Begin Data for this exercise

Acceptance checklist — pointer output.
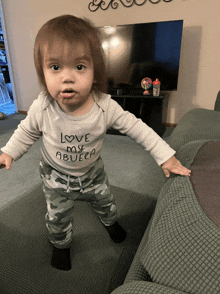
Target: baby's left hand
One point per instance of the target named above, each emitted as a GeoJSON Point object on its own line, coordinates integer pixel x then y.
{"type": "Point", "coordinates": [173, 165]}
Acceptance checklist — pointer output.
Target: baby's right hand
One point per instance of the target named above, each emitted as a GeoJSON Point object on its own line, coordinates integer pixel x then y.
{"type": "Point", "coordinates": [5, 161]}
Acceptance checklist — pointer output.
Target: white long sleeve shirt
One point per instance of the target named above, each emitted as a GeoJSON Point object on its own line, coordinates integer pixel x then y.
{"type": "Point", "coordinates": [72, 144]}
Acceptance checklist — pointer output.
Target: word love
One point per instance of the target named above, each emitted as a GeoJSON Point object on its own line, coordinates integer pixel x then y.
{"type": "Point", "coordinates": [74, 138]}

End Data for this exercise
Begin Data for this exercise

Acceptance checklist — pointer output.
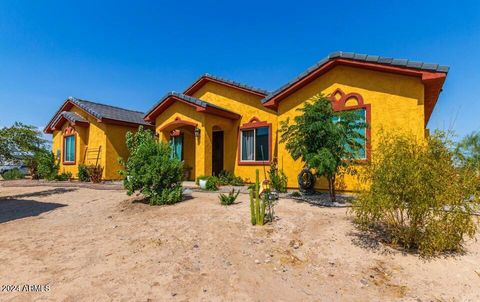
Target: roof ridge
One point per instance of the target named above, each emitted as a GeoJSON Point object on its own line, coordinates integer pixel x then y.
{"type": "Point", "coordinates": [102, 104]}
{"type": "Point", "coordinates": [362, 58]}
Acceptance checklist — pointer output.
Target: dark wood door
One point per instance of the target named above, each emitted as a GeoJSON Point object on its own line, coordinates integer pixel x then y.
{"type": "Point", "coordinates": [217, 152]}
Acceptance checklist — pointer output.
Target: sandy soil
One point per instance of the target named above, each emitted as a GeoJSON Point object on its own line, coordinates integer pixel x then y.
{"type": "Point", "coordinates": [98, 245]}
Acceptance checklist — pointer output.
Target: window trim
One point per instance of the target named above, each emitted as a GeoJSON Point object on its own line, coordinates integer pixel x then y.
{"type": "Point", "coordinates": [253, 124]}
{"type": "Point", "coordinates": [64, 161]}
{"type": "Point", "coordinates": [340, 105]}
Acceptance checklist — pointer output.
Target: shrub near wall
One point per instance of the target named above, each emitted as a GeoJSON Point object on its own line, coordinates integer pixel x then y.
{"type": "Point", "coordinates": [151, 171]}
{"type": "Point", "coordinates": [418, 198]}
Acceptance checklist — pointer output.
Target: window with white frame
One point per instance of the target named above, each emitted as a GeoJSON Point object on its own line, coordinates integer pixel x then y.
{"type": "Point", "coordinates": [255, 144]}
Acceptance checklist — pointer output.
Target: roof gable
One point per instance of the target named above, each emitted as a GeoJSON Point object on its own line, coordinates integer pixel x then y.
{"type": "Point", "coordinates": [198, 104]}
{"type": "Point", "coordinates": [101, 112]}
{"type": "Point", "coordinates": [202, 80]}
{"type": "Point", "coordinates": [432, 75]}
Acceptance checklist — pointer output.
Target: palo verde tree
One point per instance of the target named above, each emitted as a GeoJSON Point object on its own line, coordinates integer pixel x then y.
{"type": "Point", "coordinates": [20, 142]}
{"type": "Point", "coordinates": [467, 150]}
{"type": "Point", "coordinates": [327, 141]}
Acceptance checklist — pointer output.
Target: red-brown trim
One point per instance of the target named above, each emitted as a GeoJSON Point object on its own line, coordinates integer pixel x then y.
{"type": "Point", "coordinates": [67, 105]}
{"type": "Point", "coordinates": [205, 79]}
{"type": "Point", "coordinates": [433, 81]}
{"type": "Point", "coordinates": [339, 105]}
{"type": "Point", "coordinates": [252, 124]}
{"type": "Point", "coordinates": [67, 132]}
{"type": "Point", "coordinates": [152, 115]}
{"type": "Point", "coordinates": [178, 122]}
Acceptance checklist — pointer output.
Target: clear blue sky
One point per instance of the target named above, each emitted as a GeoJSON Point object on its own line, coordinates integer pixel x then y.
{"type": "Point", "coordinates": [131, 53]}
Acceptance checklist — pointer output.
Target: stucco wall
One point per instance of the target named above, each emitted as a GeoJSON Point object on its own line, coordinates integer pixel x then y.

End Data for this exercise
Begin Data for this exercise

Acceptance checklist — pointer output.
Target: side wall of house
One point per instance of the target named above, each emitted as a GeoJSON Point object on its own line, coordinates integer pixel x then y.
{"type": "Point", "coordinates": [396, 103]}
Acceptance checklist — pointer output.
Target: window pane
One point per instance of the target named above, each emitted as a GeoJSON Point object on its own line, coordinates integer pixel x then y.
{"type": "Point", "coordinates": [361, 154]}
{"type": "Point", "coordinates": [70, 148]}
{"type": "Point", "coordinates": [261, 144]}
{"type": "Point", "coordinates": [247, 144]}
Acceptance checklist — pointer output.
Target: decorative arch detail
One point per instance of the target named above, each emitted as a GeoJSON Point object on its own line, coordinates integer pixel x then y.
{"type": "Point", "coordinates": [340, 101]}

End Data for this exercise

▶ _Exercise brief_
Pull out every line of the listing above that contains the string "trim". Case counts.

▶ _Response for this exercise_
Target: window trim
Target: red-brown trim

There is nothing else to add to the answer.